Work required — Return each record shown beneath, word for word.
• • • •
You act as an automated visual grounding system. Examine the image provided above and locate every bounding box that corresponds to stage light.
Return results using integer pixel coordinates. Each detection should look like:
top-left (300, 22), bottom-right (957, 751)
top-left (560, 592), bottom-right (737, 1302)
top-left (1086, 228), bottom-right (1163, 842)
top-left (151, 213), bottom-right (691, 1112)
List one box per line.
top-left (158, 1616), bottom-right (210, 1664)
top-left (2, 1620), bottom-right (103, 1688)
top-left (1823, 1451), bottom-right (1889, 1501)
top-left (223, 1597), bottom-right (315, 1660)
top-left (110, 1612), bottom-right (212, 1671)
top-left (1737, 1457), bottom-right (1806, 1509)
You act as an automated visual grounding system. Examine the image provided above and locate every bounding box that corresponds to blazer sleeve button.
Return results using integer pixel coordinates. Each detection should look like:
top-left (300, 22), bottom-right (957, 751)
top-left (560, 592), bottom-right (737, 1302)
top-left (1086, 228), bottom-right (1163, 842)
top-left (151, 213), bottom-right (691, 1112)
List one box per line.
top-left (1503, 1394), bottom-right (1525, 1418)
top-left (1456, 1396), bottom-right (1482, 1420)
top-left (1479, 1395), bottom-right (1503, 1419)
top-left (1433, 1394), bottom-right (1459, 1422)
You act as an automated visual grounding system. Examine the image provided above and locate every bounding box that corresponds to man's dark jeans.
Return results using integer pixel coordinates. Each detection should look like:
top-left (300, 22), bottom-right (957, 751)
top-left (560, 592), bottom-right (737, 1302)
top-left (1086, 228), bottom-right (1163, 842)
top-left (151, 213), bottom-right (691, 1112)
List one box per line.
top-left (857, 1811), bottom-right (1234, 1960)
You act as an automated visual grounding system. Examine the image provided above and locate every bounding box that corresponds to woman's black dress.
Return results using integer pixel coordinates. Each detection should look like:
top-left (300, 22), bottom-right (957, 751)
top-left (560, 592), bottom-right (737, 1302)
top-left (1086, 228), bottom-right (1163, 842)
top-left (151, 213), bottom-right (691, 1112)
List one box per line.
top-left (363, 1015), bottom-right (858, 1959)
• • • •
Finished task —
You act as an automated visual grounding system. Examine the image provided above and locate every bounding box that corresponds to stage light.
Return results using integer pixel coordinates. Each detection should look like:
top-left (300, 22), bottom-right (957, 751)
top-left (560, 592), bottom-right (737, 1302)
top-left (1086, 228), bottom-right (1163, 842)
top-left (151, 213), bottom-right (691, 1112)
List one box per line.
top-left (158, 1616), bottom-right (210, 1664)
top-left (2, 1620), bottom-right (103, 1688)
top-left (1823, 1451), bottom-right (1889, 1501)
top-left (223, 1597), bottom-right (315, 1660)
top-left (110, 1612), bottom-right (212, 1671)
top-left (1737, 1457), bottom-right (1806, 1509)
You act as an automated visual grounding system. Examine the image provided above and locate every bounding box that corresponds to blazer sleeve button.
Return results using integer pixel coordinates. Each detection should look like:
top-left (300, 22), bottom-right (957, 751)
top-left (560, 592), bottom-right (737, 1302)
top-left (1086, 228), bottom-right (1163, 842)
top-left (151, 213), bottom-right (691, 1112)
List one box per line.
top-left (1503, 1394), bottom-right (1525, 1418)
top-left (1456, 1396), bottom-right (1482, 1420)
top-left (1479, 1395), bottom-right (1503, 1419)
top-left (1433, 1394), bottom-right (1459, 1422)
You act as an automated visual grounding system. Examine the image provided above and locate every bounding box that corresponds to man's dark jeans.
Return results using integer pixel coordinates. Each detection should look like:
top-left (300, 22), bottom-right (957, 751)
top-left (560, 592), bottom-right (737, 1302)
top-left (1086, 228), bottom-right (1163, 842)
top-left (151, 213), bottom-right (691, 1112)
List one box per line.
top-left (857, 1811), bottom-right (1234, 1960)
You act as an automated visual grounding system. Examine the image provided above and locate every bounding box that corresponds to woman's black dress.
Return results using integer pixel coordinates. Each detection should look like:
top-left (300, 22), bottom-right (957, 751)
top-left (560, 592), bottom-right (737, 1302)
top-left (1086, 228), bottom-right (1163, 842)
top-left (151, 213), bottom-right (691, 1112)
List one box per line.
top-left (363, 1015), bottom-right (858, 1959)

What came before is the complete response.